[[ RECORDS SUPPLIED open ]]

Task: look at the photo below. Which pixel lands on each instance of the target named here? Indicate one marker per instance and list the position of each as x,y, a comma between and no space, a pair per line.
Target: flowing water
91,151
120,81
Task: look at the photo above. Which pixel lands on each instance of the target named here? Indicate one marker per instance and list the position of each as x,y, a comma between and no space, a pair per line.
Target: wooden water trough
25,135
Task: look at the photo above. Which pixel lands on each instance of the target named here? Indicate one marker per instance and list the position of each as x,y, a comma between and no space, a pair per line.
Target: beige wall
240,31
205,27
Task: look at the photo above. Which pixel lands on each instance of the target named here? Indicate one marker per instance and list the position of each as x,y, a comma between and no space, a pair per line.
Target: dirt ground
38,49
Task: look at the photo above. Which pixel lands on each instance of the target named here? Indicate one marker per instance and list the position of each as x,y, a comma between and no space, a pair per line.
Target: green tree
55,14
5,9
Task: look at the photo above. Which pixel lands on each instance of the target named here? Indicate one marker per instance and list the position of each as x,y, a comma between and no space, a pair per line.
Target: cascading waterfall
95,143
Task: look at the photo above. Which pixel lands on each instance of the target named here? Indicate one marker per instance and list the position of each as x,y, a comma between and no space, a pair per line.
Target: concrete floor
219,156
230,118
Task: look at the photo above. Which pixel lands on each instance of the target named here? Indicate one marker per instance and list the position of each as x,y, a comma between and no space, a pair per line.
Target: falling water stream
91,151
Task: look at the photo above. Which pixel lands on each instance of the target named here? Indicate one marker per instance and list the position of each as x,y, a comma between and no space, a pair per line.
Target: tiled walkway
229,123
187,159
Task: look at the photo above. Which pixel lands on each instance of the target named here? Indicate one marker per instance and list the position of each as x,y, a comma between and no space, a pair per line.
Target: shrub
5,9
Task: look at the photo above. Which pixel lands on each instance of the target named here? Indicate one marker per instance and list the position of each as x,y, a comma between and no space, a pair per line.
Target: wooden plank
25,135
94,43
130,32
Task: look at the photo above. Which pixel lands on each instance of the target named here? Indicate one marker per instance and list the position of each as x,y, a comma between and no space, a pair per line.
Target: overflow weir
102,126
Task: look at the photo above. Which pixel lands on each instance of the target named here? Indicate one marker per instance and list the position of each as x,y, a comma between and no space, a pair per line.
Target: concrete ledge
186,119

[[ RECORDS SUPPLIED closed ]]

TASK REQUIREMENTS ▸ Take the entries and copy them out exactly.

ANSWER SPACE ▸
Task: look at the photo below. Which pixel lands on each instance of the target named here? Indicate one marker per instance and list the position of each as x,y, a comma between and no space, a pair per line.
Target: flowing water
91,151
120,81
Task: look at the photo above. Which pixel lands on each instance of the target named here? Indicate one marker per instance and list the position of each as x,y, a comma between and no space, a pair per line.
Target: wooden water trough
25,135
Task: look at the photo above. Which pixel lands on each instance of the target named here? Indicate one marker per instance and list the position of each as x,y, a comma between and no space, a pair per line.
Target: beige wall
240,31
205,27
Task: look at the photo above. Which pixel lands on each instance of the target named here? Indicate one marker per instance and list the position of each as x,y, a comma between and no space, a pair per line.
Target: dirt ground
38,49
Task: look at the photo above. Which pixel lands on each instance of the target named here? Indicate one marker per instance and list the position of each as x,y, a comma between and no space, a pair per line.
Target: green tree
55,14
5,9
Task: look at the photo above. Which pixel lands on each instance of the target named here? Indicate one marker per instance and list the position of each as x,y, a comma between and no space, a pair per line.
Target: cascading waterfall
95,143
Task: look at the photo above. Which pixel lands on each instance of the target named here? Indicate one marker per instance and list the position of each as x,y, a comma between and no space, a pair per line.
Target: concrete floor
219,156
230,118
Task: look at the photo above. Which pixel lands on each instance of the target named here? Indicate one marker per instance and list the position of each as x,y, a comma between and no space, a pair per line.
Target: falling water stream
91,151
Task: look at the photo above. Which pixel lands on each instance of the target named here? Indicate one marker per instance and list the position of each as x,y, a comma between and no space, a pair per line.
Target: tiled walkway
229,123
187,159
Task: look at the photo above. Which pixel lands on each instance of the target named here? Indicate one marker per instance and list the position of each as x,y, a comma between and no space, a pair per line.
Target: shrub
5,9
Task: look at the photo above. Which pixel lands on each instance of the target named here? Indicate one marker per instance and list the position of each as x,y, a comma between and no space, a pair per line.
Target: wooden plank
25,135
94,43
130,32
Task: look at the photo above. Which pixel lands on each instance of the target named here? Indicate one marker per instance and list the position of each as x,y, a comma between and no space, a pair per line.
Target: overflow weir
102,126
Task: look at the photo above. Which pixel lands on each instance of the target named here? Indicate one marker per instance and list the position of each as x,y, a comma between and no space, a pair per line.
Target: concrete ledge
186,119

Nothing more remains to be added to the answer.